Copy all of the rows below word for word, and leave the pictures out of your copy.
═══ MATERIAL PROVIDED
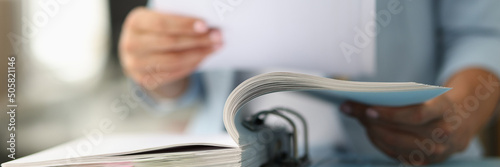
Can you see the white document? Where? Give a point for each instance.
(326, 36)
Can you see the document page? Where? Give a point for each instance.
(326, 36)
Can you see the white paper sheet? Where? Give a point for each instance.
(289, 35)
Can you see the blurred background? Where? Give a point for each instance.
(68, 74)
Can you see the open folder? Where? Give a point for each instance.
(238, 147)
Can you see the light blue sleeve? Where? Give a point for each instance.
(471, 36)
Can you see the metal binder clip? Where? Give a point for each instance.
(286, 143)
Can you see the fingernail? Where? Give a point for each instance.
(216, 37)
(200, 27)
(371, 113)
(346, 109)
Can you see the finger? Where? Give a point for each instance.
(403, 143)
(353, 109)
(149, 21)
(408, 115)
(174, 61)
(400, 142)
(148, 43)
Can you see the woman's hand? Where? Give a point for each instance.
(159, 51)
(432, 131)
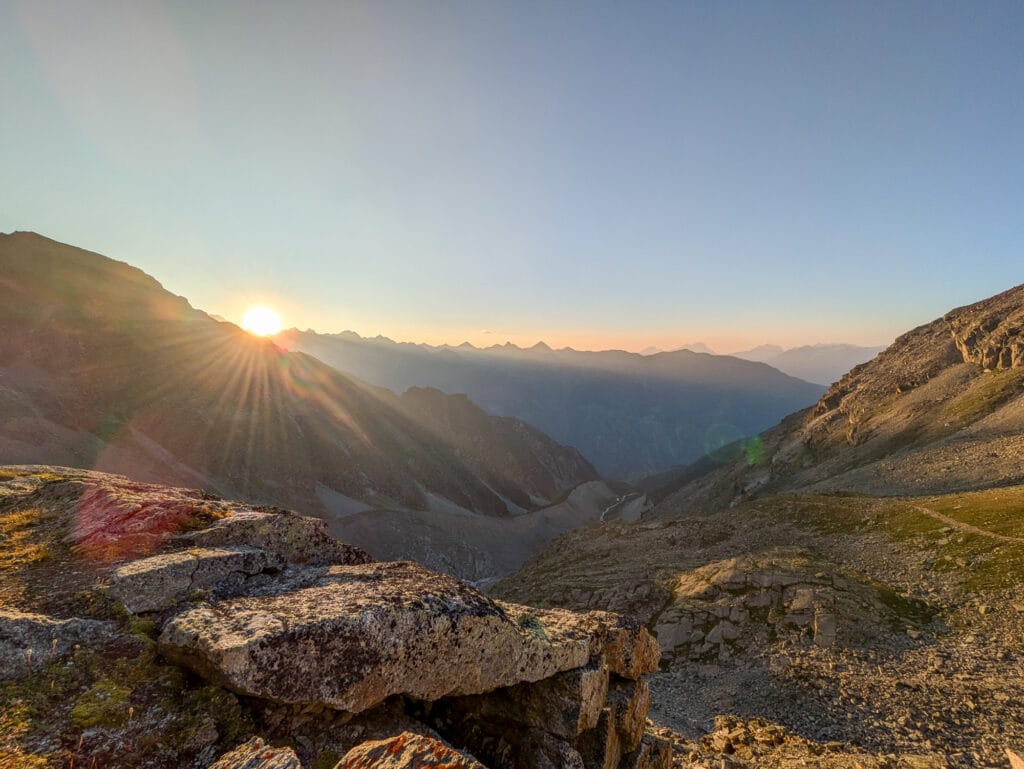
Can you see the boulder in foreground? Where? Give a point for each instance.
(349, 637)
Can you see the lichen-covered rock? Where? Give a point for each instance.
(353, 636)
(30, 641)
(160, 582)
(257, 755)
(297, 539)
(408, 751)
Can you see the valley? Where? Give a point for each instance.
(843, 590)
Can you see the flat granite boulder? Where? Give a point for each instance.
(407, 751)
(161, 582)
(352, 636)
(257, 755)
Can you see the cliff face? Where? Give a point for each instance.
(989, 333)
(939, 411)
(112, 588)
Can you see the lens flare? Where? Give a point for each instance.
(262, 322)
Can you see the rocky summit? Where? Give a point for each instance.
(158, 627)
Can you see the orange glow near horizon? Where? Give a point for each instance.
(262, 322)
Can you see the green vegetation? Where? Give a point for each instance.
(104, 703)
(19, 543)
(121, 707)
(985, 393)
(531, 624)
(987, 563)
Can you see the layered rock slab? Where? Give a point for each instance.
(29, 641)
(255, 754)
(349, 637)
(408, 751)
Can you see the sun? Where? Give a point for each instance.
(262, 322)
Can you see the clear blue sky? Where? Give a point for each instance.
(596, 174)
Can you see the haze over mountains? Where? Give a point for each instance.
(100, 367)
(821, 364)
(631, 415)
(939, 411)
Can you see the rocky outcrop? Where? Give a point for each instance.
(352, 636)
(749, 601)
(162, 582)
(365, 664)
(404, 752)
(989, 333)
(257, 755)
(29, 642)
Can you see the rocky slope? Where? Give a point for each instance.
(818, 630)
(146, 626)
(939, 411)
(631, 415)
(101, 368)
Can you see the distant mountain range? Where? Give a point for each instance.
(101, 368)
(821, 364)
(940, 411)
(631, 415)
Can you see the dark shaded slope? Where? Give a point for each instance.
(941, 410)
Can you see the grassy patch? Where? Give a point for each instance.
(20, 542)
(985, 393)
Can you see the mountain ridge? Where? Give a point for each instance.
(102, 367)
(629, 414)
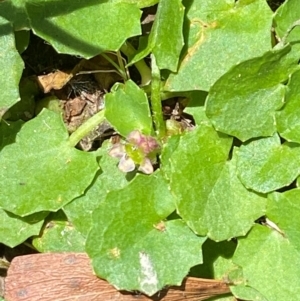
══════
COMPLETE ANSWER
Can you see the white document? Where? Give a point for each instance.
(326, 36)
Can you see the document page? Where? Give a point for each instance.
(326, 36)
Can you see the white paper sheet? Where? Give a point for each instance.
(289, 35)
Can you see the blurred background? Where? Give a point for each instance.
(68, 74)
Can you see the open folder? Where? Give a point for each instance.
(238, 147)
Can you see the light blue sleeve? Where? Give a point for each instance.
(471, 36)
Can you see the metal binder clip? Where? Give a point for each instance.
(286, 143)
Can you see the fingernail? Where? Give a point for each instance.
(216, 37)
(200, 27)
(371, 113)
(346, 109)
Can you see the finger? Where? Give a point for each instance.
(403, 143)
(353, 109)
(149, 21)
(408, 115)
(174, 61)
(400, 142)
(148, 43)
Can you see the woman's hand? Where? Give a point for each instance.
(159, 51)
(432, 131)
Can you see the boulder in foreground? Where? Give a point for each instance.
(349, 637)
Can you see the lichen-covered rock? Where? Give a point for each instance.
(353, 636)
(30, 641)
(160, 582)
(257, 755)
(297, 539)
(408, 751)
Can you see the valley? Where? Give a point for each instance.
(843, 590)
Can you see the flat granite boulder? Where? Give a point for each instance.
(407, 751)
(161, 582)
(352, 636)
(257, 755)
Can you see the cliff face? Where? Give a point for each instance.
(989, 333)
(939, 411)
(112, 588)
Can you see the lens flare? Where? Give a point for each instance.
(262, 322)
Can you see the rocky summit? Where? Give a point for each instance.
(158, 627)
Can you see the orange glow near horizon? Where? Give a point for each instance.
(262, 322)
Can you see the green vegetation? Where? Give a point for each instance.
(104, 703)
(19, 543)
(121, 707)
(985, 393)
(531, 624)
(987, 563)
Can you see the layered rock slab? Where? Give a point for each instance.
(29, 641)
(255, 754)
(349, 637)
(408, 751)
Can you see the sun? Where? Give a point for each instance.
(262, 322)
Can you see the clear blue sky? Where? Give a point for each instance.
(596, 174)
Can you see the haze over mountains? Where? Give a point for each instance.
(100, 367)
(821, 364)
(631, 415)
(939, 411)
Can you see the rocky outcrop? Where? Give a point for each instance.
(352, 636)
(749, 601)
(162, 582)
(365, 664)
(404, 752)
(989, 333)
(257, 755)
(29, 642)
Can you see the rocky slope? Where? Give a point for each instance.
(818, 630)
(146, 626)
(939, 411)
(631, 415)
(101, 368)
Can you see the distant mountain range? Where? Give a point for each instance.
(101, 368)
(821, 364)
(940, 411)
(631, 415)
Can you see the dark shaded slope? Where? Give a point for each instance.
(941, 410)
Can you see the grassy patch? Where? Give a point for each instance.
(20, 542)
(985, 393)
Can you see the mountain ridge? Where? Give a point for each instance.
(102, 367)
(629, 414)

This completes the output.